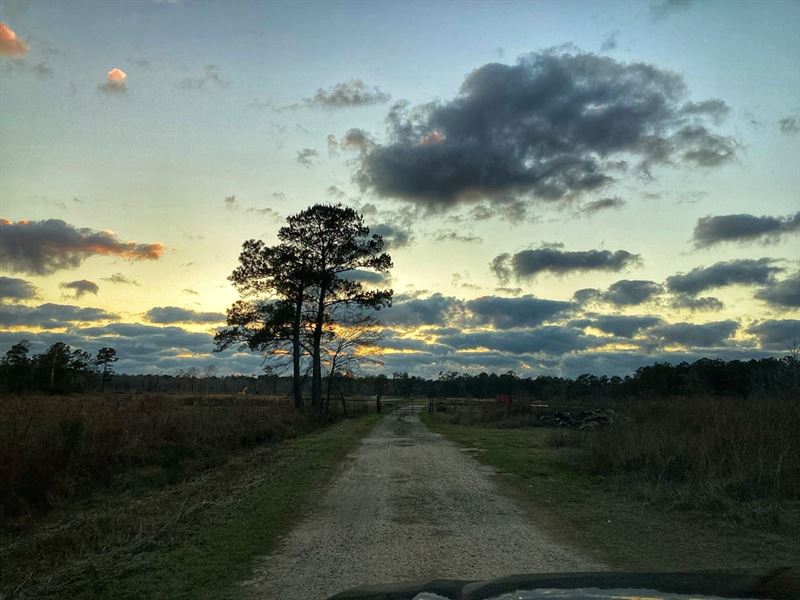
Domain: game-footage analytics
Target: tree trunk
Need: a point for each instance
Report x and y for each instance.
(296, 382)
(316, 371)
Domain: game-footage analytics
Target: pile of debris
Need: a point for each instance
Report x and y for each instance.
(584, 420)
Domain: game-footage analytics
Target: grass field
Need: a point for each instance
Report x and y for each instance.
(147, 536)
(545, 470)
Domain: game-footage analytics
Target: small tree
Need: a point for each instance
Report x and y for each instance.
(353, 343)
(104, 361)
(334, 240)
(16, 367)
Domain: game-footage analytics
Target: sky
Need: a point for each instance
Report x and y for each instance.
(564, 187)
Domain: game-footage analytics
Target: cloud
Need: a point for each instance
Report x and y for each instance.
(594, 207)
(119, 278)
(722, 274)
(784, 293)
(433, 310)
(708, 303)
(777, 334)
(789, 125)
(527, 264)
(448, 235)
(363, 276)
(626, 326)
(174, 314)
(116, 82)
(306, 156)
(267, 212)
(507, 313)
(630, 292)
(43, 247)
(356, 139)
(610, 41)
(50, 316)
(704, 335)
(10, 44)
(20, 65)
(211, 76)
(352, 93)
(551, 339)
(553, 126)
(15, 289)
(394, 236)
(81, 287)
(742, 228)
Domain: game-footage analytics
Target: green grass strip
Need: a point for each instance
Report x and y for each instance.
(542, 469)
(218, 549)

__Directions__
When the word "grass" shows up in a line of the entries, pull that line out.

__Task solution__
Target: grass field
Target: green grass strip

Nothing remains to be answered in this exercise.